- _RECORDS_
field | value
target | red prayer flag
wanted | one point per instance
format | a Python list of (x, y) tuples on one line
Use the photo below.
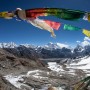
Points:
[(54, 25)]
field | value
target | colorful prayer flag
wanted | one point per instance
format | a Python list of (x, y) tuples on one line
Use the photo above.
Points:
[(71, 28)]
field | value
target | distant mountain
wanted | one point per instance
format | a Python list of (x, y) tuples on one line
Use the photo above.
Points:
[(50, 50)]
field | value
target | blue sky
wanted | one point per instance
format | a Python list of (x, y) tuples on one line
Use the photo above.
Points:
[(22, 32)]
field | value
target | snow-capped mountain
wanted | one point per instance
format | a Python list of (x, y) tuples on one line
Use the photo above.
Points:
[(51, 46), (50, 50)]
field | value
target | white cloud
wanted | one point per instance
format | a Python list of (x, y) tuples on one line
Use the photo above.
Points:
[(86, 39), (78, 41)]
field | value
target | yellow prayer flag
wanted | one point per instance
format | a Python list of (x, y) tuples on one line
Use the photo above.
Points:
[(89, 17), (86, 32)]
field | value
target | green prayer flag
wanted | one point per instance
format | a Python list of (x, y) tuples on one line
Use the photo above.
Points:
[(70, 27)]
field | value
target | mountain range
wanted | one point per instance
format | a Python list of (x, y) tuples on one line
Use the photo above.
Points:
[(50, 50)]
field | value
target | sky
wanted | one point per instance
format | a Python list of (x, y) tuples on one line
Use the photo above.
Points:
[(22, 32)]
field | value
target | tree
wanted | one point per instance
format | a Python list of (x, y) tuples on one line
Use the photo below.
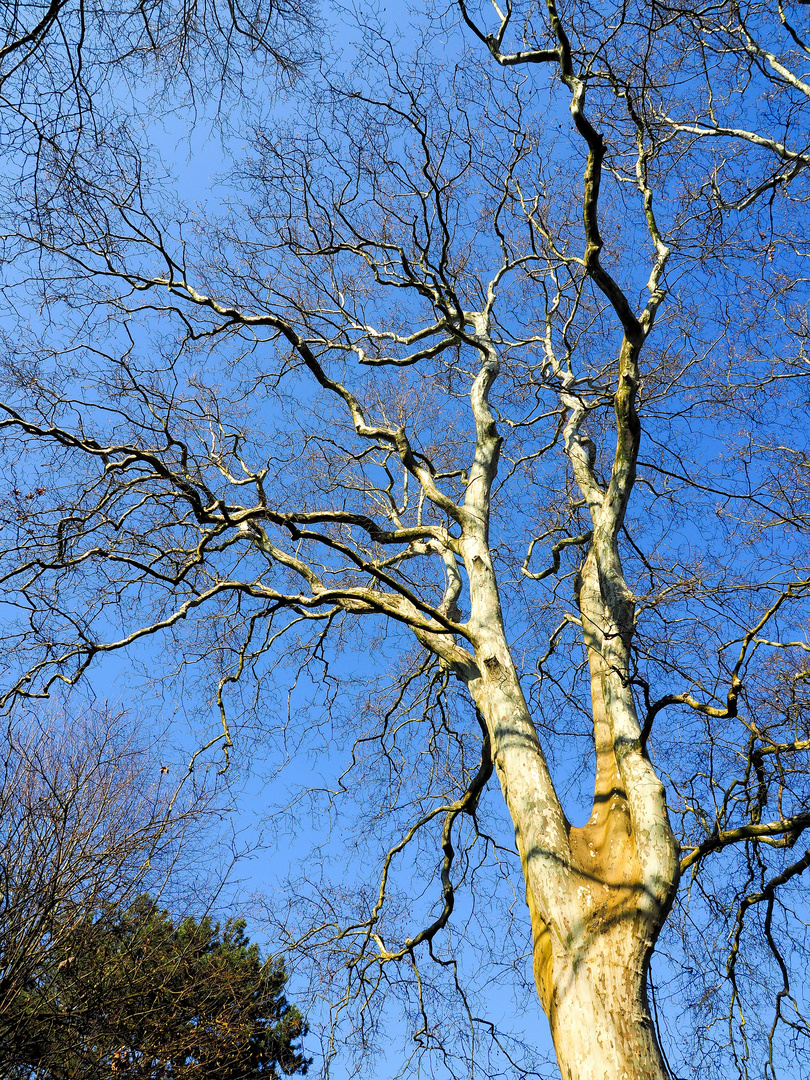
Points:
[(130, 991), (88, 820), (469, 305)]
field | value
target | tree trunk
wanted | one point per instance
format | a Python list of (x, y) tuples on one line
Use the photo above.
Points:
[(598, 1013)]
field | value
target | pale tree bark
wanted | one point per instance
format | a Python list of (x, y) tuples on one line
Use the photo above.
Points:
[(392, 513)]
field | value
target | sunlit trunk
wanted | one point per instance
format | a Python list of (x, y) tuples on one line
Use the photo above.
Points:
[(597, 894)]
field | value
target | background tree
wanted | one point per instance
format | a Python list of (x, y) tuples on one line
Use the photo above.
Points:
[(132, 991), (450, 300), (89, 818)]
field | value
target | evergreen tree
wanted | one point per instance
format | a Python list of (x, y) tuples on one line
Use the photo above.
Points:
[(135, 994)]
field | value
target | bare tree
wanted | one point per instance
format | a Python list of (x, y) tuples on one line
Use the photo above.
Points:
[(493, 368)]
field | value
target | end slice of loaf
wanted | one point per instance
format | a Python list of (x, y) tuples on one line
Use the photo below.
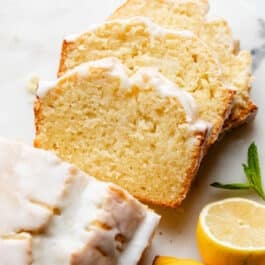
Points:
[(190, 15), (137, 130), (180, 56), (54, 213)]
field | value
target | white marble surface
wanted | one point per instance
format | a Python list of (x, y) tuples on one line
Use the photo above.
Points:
[(30, 38)]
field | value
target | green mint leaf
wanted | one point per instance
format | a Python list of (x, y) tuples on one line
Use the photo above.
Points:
[(252, 172), (232, 186)]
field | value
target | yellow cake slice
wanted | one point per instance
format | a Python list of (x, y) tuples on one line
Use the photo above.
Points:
[(190, 15), (179, 56), (137, 129), (52, 213)]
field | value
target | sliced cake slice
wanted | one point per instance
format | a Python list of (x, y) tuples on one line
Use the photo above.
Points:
[(54, 213), (137, 129), (179, 56), (190, 15)]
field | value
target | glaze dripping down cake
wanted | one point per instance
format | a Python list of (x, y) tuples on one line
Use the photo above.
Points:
[(56, 214), (136, 129), (178, 55), (216, 33)]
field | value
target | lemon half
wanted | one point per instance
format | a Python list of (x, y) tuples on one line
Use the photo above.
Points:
[(232, 232)]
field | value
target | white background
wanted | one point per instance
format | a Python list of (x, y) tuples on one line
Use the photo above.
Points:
[(30, 38)]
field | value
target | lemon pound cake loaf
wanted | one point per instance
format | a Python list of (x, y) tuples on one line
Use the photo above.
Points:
[(190, 15), (180, 56), (55, 214), (139, 131)]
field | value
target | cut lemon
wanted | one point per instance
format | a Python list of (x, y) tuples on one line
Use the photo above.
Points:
[(232, 232), (160, 260)]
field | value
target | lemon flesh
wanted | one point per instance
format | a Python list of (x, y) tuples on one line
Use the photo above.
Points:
[(232, 232), (162, 260)]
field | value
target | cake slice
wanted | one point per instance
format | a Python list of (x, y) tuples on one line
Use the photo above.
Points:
[(54, 213), (179, 56), (136, 129), (190, 15)]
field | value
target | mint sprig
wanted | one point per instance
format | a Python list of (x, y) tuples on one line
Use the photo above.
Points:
[(252, 172)]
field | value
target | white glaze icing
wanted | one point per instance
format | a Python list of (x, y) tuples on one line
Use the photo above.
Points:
[(150, 77), (43, 87), (144, 78), (153, 28), (74, 233)]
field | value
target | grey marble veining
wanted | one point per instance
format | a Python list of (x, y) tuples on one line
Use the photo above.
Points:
[(258, 52)]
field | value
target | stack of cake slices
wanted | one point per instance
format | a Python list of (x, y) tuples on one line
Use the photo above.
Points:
[(141, 98)]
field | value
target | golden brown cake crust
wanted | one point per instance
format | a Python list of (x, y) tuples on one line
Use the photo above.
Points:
[(239, 115), (227, 94), (186, 186), (191, 172)]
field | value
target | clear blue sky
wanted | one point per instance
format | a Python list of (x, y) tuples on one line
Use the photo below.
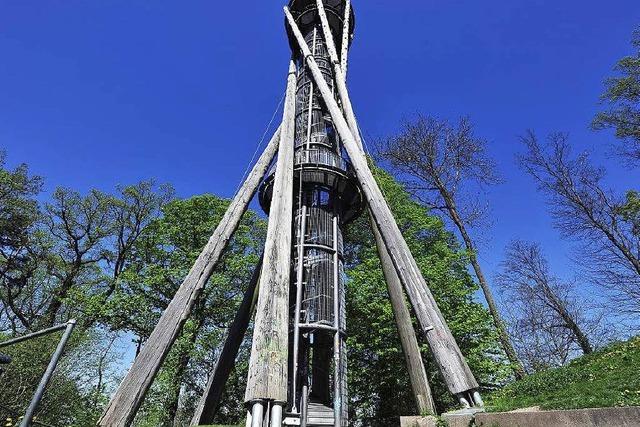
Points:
[(96, 93)]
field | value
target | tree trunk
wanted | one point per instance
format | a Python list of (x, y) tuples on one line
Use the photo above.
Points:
[(210, 399), (410, 347), (570, 323), (503, 336)]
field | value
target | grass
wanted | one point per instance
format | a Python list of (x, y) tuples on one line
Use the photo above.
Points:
[(606, 378)]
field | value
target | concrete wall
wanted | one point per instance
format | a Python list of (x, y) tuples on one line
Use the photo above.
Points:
[(603, 417)]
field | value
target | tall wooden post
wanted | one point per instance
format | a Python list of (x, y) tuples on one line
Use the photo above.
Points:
[(210, 399), (410, 348), (129, 396), (340, 78), (345, 40), (453, 366), (415, 364), (268, 367)]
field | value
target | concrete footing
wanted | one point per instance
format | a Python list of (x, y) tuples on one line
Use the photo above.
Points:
[(533, 417)]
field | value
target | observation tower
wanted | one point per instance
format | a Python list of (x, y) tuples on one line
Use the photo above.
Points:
[(312, 179)]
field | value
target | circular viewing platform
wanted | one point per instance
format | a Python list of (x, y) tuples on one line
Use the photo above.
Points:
[(305, 13), (320, 166)]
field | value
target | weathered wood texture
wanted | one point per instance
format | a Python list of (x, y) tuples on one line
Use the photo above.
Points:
[(268, 365), (339, 76), (408, 340), (210, 399), (452, 364), (410, 347), (131, 392)]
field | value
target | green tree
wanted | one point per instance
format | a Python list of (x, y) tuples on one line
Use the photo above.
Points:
[(19, 248), (161, 258), (378, 380), (622, 96)]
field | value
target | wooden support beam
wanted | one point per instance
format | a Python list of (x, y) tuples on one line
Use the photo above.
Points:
[(451, 362), (129, 396), (340, 80), (344, 55), (268, 366), (210, 399), (410, 347)]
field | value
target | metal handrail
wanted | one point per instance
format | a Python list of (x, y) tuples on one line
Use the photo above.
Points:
[(27, 421)]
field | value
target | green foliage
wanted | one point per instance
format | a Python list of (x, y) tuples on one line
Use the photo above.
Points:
[(378, 381), (606, 378), (622, 94), (161, 258), (73, 398), (630, 211)]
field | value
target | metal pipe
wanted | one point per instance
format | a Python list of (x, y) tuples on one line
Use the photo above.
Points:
[(345, 40), (296, 330), (33, 335), (37, 396), (305, 406), (276, 415), (337, 395), (257, 411)]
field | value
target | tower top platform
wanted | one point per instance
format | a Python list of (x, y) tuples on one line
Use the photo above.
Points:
[(305, 12)]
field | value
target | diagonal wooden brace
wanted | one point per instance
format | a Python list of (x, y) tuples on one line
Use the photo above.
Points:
[(410, 347), (129, 396), (268, 366), (210, 399), (451, 362), (340, 78)]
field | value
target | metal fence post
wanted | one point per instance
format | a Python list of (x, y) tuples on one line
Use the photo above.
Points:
[(37, 396)]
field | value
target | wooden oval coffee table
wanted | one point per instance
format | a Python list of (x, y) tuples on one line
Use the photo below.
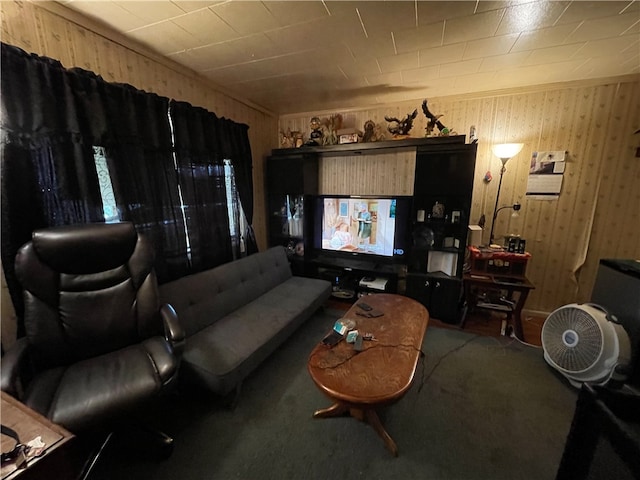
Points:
[(380, 374)]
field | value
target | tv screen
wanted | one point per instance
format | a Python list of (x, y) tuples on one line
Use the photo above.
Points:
[(362, 225)]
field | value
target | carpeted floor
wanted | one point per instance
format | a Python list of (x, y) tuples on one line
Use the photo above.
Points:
[(480, 408)]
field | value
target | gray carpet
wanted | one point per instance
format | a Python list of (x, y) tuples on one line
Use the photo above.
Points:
[(479, 408)]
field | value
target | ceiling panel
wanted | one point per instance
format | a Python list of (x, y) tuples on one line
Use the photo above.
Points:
[(206, 26), (299, 56), (159, 12)]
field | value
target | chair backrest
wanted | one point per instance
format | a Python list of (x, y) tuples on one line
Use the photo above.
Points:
[(88, 290)]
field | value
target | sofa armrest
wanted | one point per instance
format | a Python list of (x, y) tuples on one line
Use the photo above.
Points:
[(173, 331), (12, 367)]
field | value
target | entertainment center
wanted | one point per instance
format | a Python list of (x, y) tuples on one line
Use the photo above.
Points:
[(382, 216)]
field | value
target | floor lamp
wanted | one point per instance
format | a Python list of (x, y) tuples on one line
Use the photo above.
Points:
[(504, 152)]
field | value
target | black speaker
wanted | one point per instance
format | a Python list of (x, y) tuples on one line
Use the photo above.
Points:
[(617, 289)]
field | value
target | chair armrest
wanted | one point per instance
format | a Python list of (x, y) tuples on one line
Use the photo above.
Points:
[(12, 367), (173, 331)]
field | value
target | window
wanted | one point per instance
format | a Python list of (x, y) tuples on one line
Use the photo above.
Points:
[(109, 207)]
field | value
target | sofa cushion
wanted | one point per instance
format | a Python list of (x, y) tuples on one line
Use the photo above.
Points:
[(203, 298), (224, 353)]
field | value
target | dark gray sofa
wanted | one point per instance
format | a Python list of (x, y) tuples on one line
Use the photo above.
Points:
[(237, 314)]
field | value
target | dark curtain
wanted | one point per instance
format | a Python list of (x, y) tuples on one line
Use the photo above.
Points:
[(140, 157), (201, 177), (52, 118), (48, 174), (234, 141)]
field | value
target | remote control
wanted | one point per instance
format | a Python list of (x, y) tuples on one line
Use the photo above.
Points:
[(365, 306), (358, 347)]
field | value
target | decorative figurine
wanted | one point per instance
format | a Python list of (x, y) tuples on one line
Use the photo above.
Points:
[(331, 126), (402, 127), (432, 121), (438, 210), (286, 139), (315, 137), (372, 132)]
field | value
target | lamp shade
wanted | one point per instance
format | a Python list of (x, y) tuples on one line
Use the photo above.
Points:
[(505, 151)]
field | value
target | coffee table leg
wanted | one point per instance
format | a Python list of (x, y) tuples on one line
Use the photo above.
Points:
[(374, 421), (367, 414), (334, 410)]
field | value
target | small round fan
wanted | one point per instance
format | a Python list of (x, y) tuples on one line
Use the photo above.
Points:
[(585, 344)]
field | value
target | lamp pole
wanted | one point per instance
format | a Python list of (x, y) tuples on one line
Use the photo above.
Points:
[(504, 152), (495, 208)]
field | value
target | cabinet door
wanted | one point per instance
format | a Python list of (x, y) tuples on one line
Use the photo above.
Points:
[(292, 174), (445, 171), (440, 294), (419, 288), (445, 300)]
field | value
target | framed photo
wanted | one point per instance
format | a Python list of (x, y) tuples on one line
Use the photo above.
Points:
[(348, 138)]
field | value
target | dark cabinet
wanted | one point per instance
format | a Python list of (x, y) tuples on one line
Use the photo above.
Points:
[(441, 294), (442, 204), (438, 223), (292, 180)]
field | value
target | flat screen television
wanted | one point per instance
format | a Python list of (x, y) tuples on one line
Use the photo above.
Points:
[(376, 226)]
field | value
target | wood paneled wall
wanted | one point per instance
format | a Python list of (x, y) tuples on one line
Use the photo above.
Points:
[(597, 214)]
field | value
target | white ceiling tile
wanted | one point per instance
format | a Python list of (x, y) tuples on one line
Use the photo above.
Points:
[(553, 54), (361, 67), (165, 37), (254, 47), (296, 56), (151, 11), (604, 27), (206, 58), (386, 17), (395, 63), (206, 26), (520, 76), (432, 12), (420, 75), (483, 80), (530, 16), (460, 68), (191, 6), (609, 47), (419, 38), (108, 13), (581, 10), (385, 79), (304, 36), (499, 62), (545, 37), (288, 12), (362, 47), (446, 54), (246, 17), (464, 29), (488, 47)]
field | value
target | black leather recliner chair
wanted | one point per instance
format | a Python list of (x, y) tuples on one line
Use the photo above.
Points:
[(98, 344)]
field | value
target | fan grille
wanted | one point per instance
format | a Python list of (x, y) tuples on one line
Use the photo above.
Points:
[(572, 352)]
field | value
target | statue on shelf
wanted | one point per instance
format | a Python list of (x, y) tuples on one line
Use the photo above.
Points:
[(315, 137), (331, 126), (401, 127), (286, 139), (433, 121), (372, 132)]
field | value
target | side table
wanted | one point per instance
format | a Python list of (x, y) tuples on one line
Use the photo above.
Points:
[(480, 291), (57, 457)]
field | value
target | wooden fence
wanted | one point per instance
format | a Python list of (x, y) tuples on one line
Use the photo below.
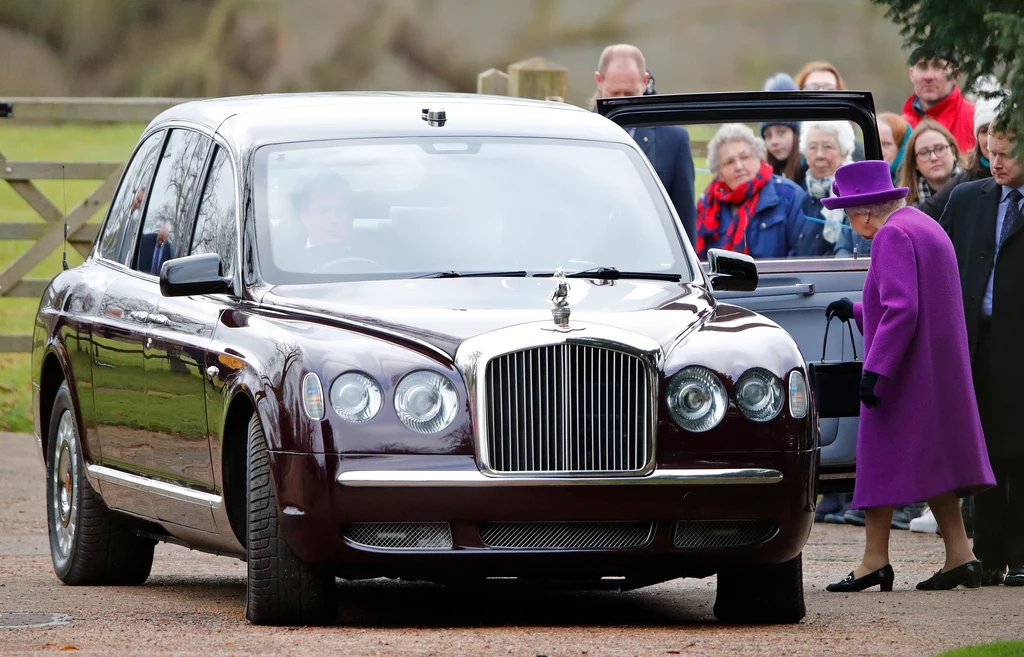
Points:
[(535, 78)]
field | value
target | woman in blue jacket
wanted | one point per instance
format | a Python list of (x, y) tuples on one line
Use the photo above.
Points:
[(747, 208)]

- _SET EXERCISE_
Convert the stretch from the start of the items through the line that contains "[(130, 991), (88, 820), (469, 305)]" into a two-column CSV with the columns item_text and points, one row per item: put each item's text and its answer in a single quoted field, with line breaks replaced by spaces. Leave the pictures out of the CSV.

- _RESULT_
item_text,points
"field | value target | red prayer flag wanted | one point per instance format | a Python list of (x, y) tuples on one line Use the photo below. Points:","[(54, 25)]"
"field | value target | colorful prayer flag wanted | one point per instance format | a Python list of (x, y) tuples on one line Use the photo above. Points:","[(71, 28)]"
"field | value target | distant mountain wanted | one point per instance format | a Python list of (x, y) tuples on one line Use the photo above. Points:","[(50, 50)]"
"field | value target | blue sky wanted | one point per instance format | a Python list of (x, y) tuples on one line Use the photo above. Points:","[(22, 32)]"
"field | value target | snow-capped mountain wanted | one point per instance format | a Python list of (x, y) tuples on one line Use the photo above. Points:","[(51, 46), (50, 50)]"
"field | value target | white cloud wanted | one point per instance format | a Python list of (x, y) tuples on one line Use the photo above. Points:","[(86, 39), (78, 41)]"
"field | value target | yellow prayer flag wanted | one point per instance format | a Python list of (x, y) tuples on one line Use the photo above. Points:","[(89, 17), (86, 32)]"
"field | value target | green prayer flag wanted | one point per instance format | a Python list of (x, y) tuples on one line Use the photo above. Points:","[(70, 27)]"
"field | value target | mountain range wanted | one point per instance format | a Python list of (x, y) tuples on one line Use the photo above. Points:","[(50, 50)]"
"field | value target | sky wanted | one point per instance format | a Python list of (x, y) tuples on one line Use the photo above. Points:","[(22, 32)]"
"field | value target | tree wanted | one point per instance format | a Python list of (x, y) tuples on one line Use the photo below. Points:","[(130, 991), (88, 820), (469, 305)]"